> **Data rows**:
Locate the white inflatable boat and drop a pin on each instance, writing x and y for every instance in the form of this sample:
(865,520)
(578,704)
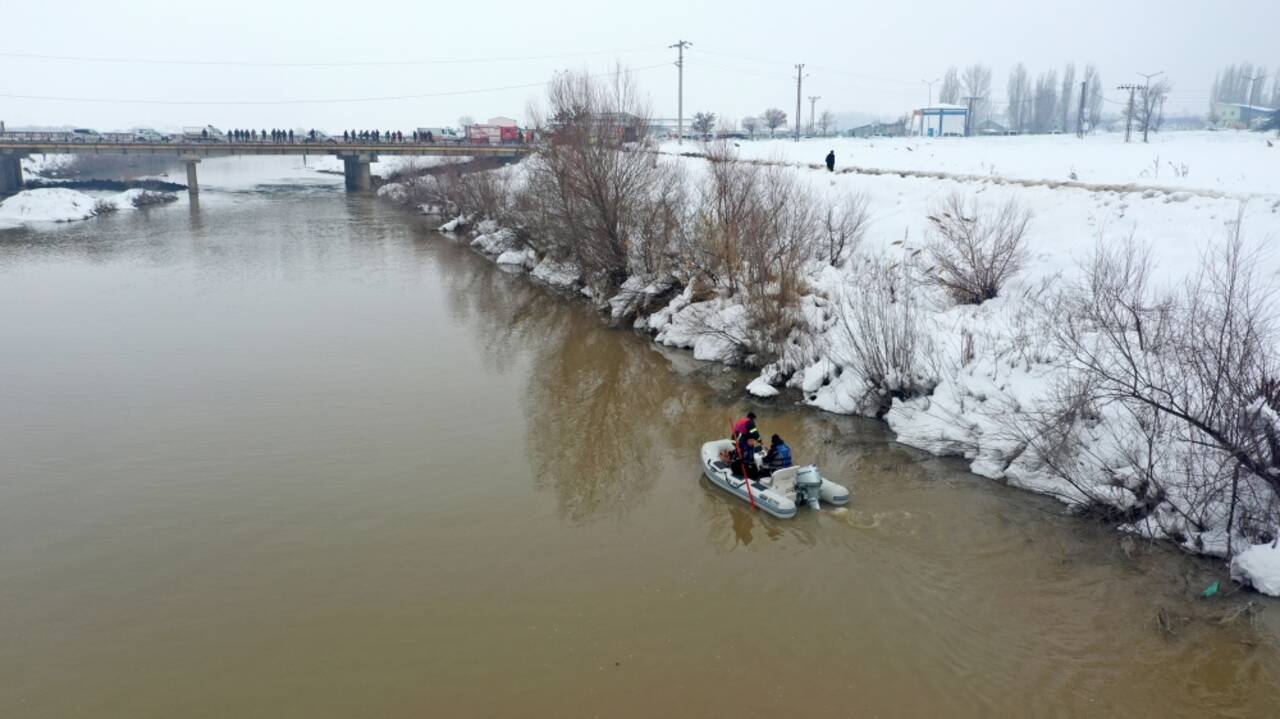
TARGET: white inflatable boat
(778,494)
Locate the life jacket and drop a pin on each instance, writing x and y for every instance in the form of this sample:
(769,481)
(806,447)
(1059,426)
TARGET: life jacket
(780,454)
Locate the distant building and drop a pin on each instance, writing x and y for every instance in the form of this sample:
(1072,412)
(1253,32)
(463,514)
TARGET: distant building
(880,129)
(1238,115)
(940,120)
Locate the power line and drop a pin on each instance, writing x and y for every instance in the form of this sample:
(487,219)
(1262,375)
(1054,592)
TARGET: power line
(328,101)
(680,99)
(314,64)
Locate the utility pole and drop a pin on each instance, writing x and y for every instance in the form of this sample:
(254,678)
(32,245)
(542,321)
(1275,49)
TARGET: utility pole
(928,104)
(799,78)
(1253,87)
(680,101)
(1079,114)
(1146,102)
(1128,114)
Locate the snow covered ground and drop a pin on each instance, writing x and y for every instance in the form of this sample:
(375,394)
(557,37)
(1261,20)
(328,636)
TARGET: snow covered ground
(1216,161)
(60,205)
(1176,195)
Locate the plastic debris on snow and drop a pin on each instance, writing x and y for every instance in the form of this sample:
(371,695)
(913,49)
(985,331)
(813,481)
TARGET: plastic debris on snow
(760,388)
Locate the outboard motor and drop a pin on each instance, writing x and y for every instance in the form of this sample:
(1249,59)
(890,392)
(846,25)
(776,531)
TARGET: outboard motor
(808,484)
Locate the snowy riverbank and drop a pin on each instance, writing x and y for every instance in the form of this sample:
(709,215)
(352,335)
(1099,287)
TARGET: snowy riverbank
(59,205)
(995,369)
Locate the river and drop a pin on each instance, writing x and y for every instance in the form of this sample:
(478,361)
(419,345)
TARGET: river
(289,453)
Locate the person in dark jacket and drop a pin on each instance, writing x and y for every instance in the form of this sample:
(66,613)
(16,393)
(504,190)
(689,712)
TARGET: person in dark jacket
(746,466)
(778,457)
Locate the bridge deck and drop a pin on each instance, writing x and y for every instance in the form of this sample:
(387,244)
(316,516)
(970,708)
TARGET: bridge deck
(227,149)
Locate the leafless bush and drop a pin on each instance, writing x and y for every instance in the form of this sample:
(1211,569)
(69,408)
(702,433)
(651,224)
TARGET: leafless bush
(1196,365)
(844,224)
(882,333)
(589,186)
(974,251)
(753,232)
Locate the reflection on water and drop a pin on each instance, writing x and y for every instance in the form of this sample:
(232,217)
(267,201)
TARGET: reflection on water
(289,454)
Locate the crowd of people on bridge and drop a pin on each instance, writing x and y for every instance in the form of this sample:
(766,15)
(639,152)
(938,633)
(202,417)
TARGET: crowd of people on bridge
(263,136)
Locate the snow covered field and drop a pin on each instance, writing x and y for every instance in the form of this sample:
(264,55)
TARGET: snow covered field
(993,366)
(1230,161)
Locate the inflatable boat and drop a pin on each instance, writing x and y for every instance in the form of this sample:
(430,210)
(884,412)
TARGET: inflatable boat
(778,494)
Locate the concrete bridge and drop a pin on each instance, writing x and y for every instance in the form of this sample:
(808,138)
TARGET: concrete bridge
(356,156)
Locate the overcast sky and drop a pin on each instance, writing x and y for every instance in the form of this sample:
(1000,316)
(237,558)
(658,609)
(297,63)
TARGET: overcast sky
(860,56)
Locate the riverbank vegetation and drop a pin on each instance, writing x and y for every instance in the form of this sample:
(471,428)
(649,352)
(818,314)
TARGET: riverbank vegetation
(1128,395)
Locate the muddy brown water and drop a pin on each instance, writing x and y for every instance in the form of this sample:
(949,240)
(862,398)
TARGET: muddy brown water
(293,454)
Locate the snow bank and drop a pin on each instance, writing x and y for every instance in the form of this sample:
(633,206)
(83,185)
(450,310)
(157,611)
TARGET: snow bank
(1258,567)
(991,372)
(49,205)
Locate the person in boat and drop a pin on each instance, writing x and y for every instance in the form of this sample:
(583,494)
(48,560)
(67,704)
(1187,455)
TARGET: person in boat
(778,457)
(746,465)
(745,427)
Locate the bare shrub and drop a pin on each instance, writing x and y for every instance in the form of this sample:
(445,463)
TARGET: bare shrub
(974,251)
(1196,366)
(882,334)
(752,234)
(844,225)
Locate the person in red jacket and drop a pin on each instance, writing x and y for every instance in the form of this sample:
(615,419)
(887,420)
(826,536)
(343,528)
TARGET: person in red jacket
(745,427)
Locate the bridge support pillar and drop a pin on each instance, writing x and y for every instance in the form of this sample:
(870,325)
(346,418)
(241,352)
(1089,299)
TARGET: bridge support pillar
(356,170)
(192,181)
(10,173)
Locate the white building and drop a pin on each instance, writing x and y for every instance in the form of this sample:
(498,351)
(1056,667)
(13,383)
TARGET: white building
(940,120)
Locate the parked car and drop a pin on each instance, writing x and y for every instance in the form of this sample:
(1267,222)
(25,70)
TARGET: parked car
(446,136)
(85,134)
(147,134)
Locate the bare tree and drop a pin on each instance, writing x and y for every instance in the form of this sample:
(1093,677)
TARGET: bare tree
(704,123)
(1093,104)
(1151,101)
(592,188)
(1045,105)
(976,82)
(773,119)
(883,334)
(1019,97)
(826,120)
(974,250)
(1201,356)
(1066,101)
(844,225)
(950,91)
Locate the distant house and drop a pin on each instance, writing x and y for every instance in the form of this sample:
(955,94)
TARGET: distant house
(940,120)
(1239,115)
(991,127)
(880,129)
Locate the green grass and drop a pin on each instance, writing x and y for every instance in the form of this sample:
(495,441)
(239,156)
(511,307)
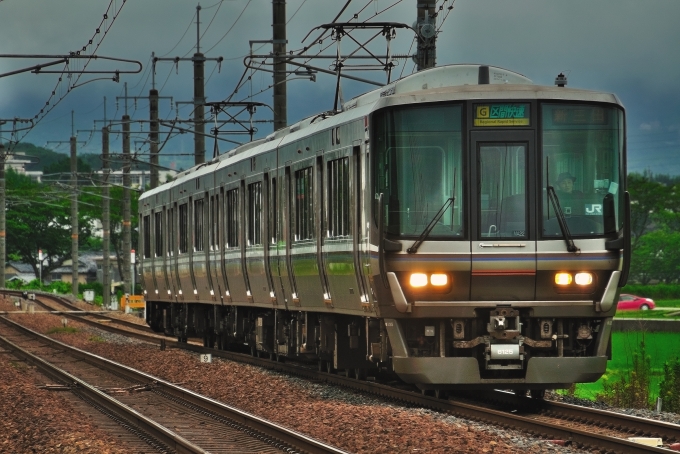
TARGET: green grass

* * *

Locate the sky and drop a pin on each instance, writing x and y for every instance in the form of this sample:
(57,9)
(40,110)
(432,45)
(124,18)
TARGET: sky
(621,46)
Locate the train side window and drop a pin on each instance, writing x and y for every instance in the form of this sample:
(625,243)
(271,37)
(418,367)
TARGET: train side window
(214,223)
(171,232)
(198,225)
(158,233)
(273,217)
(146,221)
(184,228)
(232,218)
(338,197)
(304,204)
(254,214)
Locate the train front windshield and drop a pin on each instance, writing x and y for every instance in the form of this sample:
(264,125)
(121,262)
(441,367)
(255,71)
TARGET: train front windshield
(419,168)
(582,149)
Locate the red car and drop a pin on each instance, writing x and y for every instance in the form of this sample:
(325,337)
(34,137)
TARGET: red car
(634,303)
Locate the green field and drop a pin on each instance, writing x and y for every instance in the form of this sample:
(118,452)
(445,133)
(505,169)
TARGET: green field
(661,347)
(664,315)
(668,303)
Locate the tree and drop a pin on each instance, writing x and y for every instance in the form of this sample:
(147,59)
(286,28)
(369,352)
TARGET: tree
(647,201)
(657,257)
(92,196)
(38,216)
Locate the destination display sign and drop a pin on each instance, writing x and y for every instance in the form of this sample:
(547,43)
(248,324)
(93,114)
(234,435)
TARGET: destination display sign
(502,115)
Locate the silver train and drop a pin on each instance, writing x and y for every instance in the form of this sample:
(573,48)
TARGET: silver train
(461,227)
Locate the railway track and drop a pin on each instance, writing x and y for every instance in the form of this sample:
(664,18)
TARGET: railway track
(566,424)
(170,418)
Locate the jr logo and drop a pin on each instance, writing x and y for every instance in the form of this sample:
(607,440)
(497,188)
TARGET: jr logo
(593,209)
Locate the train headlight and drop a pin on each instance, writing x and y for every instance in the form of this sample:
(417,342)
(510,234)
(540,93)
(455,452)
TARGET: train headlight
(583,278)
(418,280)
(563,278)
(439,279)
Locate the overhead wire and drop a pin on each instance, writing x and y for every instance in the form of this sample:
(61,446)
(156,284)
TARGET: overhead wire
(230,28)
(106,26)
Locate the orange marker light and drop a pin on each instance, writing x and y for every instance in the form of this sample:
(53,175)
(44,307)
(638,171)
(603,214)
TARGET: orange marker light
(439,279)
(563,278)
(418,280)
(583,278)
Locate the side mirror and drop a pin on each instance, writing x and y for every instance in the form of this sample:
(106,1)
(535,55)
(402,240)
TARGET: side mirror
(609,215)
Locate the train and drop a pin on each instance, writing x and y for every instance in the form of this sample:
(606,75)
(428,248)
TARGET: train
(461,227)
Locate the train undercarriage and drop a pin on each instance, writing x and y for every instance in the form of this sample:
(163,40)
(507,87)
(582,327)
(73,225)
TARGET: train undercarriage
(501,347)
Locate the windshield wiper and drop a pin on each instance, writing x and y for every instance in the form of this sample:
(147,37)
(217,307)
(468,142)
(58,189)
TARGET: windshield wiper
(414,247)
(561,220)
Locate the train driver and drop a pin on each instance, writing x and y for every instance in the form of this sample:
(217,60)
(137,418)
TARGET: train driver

--

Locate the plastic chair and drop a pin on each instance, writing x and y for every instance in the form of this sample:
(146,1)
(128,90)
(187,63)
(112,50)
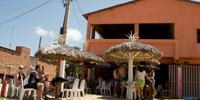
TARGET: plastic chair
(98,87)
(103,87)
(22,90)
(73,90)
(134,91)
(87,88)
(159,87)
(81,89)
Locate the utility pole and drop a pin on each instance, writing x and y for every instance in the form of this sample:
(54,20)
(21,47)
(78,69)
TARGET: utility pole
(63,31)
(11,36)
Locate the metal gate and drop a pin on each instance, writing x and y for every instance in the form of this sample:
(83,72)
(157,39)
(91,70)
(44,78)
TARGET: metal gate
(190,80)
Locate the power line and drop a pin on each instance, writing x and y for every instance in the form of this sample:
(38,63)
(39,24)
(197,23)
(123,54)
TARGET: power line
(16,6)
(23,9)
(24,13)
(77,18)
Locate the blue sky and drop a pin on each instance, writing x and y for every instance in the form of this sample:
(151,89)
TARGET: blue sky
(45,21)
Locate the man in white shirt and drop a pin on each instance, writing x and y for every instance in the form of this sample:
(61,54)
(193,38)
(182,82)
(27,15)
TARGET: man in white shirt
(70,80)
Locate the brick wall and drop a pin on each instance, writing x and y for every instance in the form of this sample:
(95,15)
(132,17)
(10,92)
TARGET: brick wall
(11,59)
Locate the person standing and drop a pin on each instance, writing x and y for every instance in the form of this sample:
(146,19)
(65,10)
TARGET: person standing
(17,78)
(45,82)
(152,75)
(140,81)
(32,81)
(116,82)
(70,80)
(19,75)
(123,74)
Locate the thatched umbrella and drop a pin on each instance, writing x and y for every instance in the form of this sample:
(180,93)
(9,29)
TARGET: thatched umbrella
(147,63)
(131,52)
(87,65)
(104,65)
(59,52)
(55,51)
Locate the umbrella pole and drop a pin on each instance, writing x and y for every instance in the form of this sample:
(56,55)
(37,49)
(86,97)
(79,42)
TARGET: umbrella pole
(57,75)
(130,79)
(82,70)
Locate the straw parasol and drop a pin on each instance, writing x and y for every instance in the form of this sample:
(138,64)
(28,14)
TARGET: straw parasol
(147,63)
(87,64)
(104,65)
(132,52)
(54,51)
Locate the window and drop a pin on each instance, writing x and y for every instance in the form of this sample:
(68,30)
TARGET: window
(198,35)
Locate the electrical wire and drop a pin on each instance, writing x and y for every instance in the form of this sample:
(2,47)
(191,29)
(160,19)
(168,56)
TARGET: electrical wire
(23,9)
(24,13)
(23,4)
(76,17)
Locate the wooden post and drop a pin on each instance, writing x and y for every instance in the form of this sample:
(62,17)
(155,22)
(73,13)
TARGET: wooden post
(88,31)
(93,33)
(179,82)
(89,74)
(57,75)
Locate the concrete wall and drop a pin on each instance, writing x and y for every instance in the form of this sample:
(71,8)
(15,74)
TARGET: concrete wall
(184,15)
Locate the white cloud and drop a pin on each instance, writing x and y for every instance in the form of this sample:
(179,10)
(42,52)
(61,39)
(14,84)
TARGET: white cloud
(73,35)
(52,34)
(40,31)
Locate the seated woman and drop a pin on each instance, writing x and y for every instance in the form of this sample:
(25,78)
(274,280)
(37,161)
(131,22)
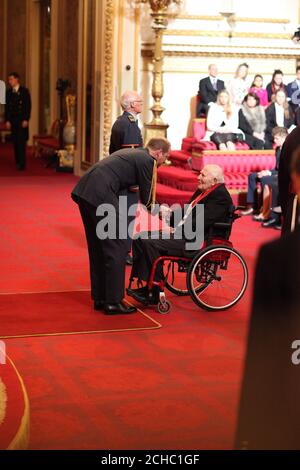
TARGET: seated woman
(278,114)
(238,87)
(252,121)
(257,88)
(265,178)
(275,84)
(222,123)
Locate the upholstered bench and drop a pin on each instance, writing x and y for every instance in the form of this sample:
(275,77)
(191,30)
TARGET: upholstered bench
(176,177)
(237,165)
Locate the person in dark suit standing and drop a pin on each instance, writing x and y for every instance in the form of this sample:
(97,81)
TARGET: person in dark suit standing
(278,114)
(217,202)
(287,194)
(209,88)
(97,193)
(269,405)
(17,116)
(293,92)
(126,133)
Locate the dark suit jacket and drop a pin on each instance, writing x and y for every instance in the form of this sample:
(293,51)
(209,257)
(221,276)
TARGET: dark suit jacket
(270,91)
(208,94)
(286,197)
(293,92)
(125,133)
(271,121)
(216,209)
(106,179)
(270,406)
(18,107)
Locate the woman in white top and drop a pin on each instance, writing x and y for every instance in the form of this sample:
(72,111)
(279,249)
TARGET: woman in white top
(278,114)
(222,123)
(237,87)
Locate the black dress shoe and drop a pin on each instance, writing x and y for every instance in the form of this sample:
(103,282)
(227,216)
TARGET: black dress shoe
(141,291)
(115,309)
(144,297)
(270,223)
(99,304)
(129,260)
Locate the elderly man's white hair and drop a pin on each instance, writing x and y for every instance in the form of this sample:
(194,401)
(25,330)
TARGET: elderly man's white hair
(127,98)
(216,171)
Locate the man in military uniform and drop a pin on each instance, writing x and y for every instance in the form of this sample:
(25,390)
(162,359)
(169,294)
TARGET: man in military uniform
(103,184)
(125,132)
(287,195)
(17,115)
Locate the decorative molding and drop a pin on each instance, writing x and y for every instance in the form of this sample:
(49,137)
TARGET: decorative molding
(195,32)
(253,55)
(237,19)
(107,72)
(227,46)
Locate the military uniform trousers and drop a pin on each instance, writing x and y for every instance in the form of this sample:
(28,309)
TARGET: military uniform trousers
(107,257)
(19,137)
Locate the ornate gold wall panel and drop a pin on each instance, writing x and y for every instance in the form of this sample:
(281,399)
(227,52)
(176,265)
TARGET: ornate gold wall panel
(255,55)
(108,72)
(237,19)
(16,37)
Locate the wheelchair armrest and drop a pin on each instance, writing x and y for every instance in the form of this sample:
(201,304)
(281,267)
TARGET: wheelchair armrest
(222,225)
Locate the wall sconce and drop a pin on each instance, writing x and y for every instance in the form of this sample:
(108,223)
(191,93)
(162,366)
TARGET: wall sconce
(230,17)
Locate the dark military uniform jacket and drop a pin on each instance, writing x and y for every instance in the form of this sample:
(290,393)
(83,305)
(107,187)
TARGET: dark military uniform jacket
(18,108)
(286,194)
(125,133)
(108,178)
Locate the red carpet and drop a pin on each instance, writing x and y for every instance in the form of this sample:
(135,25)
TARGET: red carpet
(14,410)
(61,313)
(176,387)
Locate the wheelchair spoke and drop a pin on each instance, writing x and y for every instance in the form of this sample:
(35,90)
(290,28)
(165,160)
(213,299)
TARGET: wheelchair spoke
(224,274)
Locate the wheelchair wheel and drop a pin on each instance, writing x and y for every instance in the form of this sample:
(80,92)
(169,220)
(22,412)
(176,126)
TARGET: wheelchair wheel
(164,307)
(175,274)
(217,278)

> **Problem to solve**: Turn the lines from the one containing "Locate the distant house" to the one containing "TARGET: green grass", both included, into a JSON list of strings with one string per line, skipping blank lines. Leave the pictures out.

> **Final result**:
[
  "Locate the distant house and drop a pin on each instance, writing x and y for every instance in the form of this sample:",
  "(955,94)",
  "TARGET: distant house",
  "(940,120)",
  "(1239,115)",
  "(991,127)",
  "(880,129)",
  "Locate the green grass and drop a pin on each instance, writing x and y for every instance in the form of this sample:",
  "(495,441)",
  "(239,156)",
  "(511,307)",
  "TARGET: green grass"
]